** Exercise task **
Identify every line below that contains the word "wall" and copy each such line in full, treating uppercase and lowercase letters as distinct.

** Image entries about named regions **
* start *
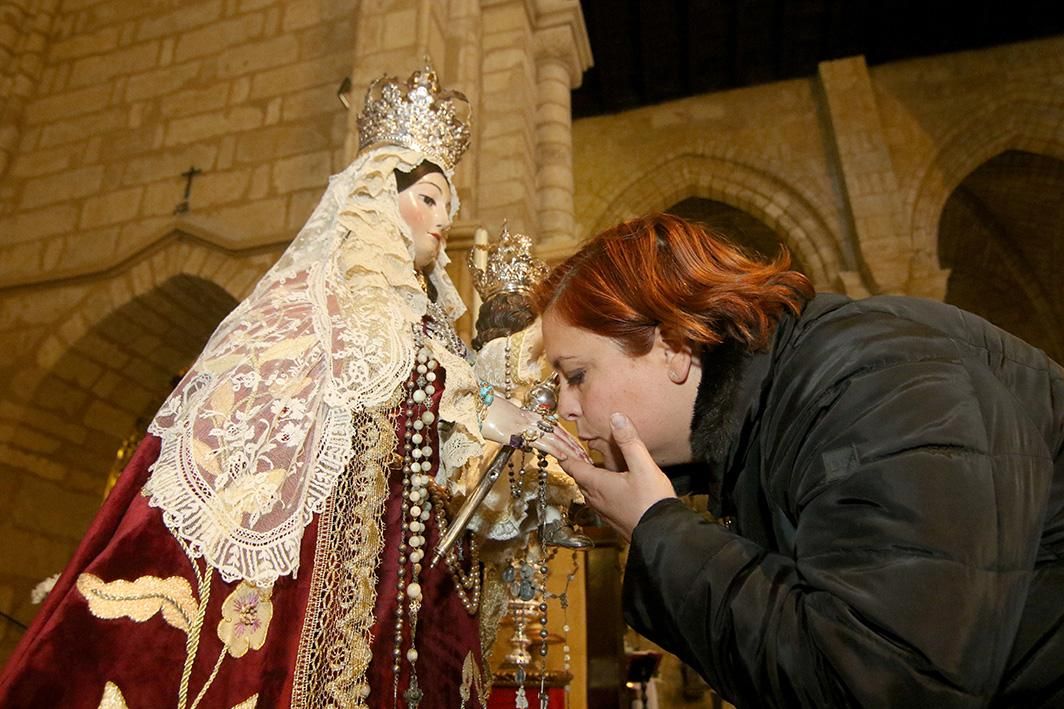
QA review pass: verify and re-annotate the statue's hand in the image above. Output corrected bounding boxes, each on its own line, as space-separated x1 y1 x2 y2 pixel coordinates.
480 396 591 463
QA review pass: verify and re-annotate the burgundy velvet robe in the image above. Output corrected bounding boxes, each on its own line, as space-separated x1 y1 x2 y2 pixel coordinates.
0 366 483 709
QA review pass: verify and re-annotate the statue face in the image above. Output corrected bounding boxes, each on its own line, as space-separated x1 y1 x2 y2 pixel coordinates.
399 172 451 270
543 309 701 471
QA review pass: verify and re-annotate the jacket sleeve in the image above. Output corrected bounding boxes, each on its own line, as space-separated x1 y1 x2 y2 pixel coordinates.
625 360 1052 707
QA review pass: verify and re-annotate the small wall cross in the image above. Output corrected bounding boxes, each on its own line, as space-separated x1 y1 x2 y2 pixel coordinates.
173 165 203 214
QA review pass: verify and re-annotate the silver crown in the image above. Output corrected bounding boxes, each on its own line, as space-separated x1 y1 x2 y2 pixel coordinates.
359 57 471 171
466 224 550 301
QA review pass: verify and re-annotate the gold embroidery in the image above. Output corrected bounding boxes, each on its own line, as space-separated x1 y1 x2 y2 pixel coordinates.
292 400 401 709
97 682 129 709
459 653 486 709
218 581 273 657
78 574 197 632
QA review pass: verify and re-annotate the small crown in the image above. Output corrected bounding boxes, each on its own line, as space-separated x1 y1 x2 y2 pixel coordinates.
466 224 550 301
359 57 471 171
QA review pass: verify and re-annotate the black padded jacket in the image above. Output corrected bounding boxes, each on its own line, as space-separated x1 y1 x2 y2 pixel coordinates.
624 295 1064 709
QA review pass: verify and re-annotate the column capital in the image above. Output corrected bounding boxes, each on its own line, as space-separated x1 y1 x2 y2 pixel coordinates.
533 0 593 88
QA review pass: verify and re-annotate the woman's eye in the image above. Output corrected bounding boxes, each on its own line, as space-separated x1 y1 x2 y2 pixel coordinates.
563 369 584 386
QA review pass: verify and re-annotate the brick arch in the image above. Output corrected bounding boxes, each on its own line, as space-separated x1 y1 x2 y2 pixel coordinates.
582 153 843 287
37 228 281 369
0 256 248 638
910 85 1064 254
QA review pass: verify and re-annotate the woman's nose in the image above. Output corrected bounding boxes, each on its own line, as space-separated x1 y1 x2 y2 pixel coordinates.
436 205 451 231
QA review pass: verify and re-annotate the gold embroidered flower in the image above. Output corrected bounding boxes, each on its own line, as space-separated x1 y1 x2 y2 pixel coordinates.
218 581 273 657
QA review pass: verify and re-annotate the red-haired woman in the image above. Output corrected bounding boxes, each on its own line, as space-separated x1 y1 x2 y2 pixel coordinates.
537 215 1064 707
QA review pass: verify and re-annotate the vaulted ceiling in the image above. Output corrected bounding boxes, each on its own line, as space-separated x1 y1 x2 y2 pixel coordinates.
572 0 1064 118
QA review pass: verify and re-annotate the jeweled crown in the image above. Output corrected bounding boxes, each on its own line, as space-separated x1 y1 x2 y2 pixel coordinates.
466 224 550 301
359 59 471 171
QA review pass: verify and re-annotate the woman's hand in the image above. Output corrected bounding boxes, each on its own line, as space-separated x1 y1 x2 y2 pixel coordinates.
480 396 591 464
562 413 676 541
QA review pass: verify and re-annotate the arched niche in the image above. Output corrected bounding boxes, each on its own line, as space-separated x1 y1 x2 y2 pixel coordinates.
0 275 236 647
938 150 1064 361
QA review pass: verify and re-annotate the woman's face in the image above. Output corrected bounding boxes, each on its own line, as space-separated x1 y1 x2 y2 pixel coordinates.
399 172 451 270
543 309 701 471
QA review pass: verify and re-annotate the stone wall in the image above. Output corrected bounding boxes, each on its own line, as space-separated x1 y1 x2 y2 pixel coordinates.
0 0 591 685
572 37 1064 299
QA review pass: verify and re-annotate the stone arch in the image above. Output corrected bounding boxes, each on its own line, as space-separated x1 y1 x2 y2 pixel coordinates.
910 85 1064 261
28 227 281 368
583 153 843 287
937 151 1064 359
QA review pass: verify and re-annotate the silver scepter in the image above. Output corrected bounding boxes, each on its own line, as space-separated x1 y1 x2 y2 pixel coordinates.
429 373 558 568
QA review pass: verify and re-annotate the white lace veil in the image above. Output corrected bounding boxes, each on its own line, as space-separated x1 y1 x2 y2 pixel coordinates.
145 146 480 584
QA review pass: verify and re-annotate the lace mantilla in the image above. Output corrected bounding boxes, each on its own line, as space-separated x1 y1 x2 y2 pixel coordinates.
145 146 470 586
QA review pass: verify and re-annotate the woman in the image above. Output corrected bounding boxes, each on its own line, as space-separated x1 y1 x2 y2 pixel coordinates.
0 62 579 709
537 215 1064 707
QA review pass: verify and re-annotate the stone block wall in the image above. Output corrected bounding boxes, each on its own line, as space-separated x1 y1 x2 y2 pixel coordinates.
572 37 1064 298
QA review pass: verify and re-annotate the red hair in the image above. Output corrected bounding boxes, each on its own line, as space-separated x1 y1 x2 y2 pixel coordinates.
534 209 814 356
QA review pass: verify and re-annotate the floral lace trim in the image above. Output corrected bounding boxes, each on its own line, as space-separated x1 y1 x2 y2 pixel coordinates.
292 402 397 709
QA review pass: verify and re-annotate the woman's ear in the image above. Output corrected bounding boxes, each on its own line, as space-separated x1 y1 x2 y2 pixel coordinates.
654 327 696 384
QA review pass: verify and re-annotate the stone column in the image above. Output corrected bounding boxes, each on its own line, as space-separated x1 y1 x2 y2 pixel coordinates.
534 0 592 251
819 56 948 299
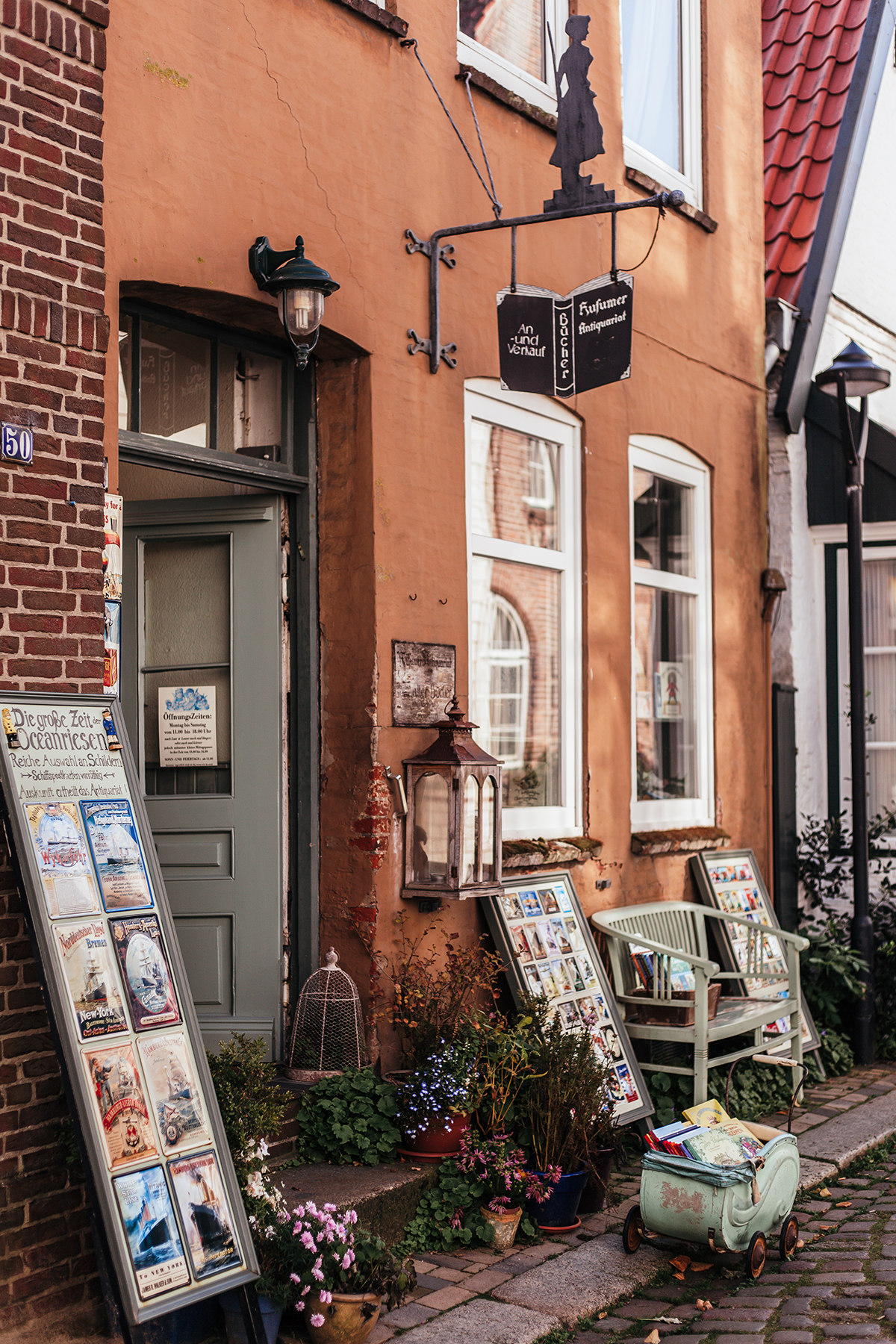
* end *
** Final answer **
QA review pass: verify and re-annotate the small wall cross in the image above. Output corrected bounding boxes, each on its own line, as space-separated x1 y1 x2 y2 pixel coordinates.
QA review pass: verify and re-annotate the stone wall in the image above. Output corrected bounding boxes, each on its own line, as space-separated x1 y1 x2 y2 pixel coordinates.
QA review pass: verify and re-annotate the stone block wall in the image above. Output corrected bounding boxes, each on its own line, as space-separated x1 y1 x2 y2 pixel coordinates.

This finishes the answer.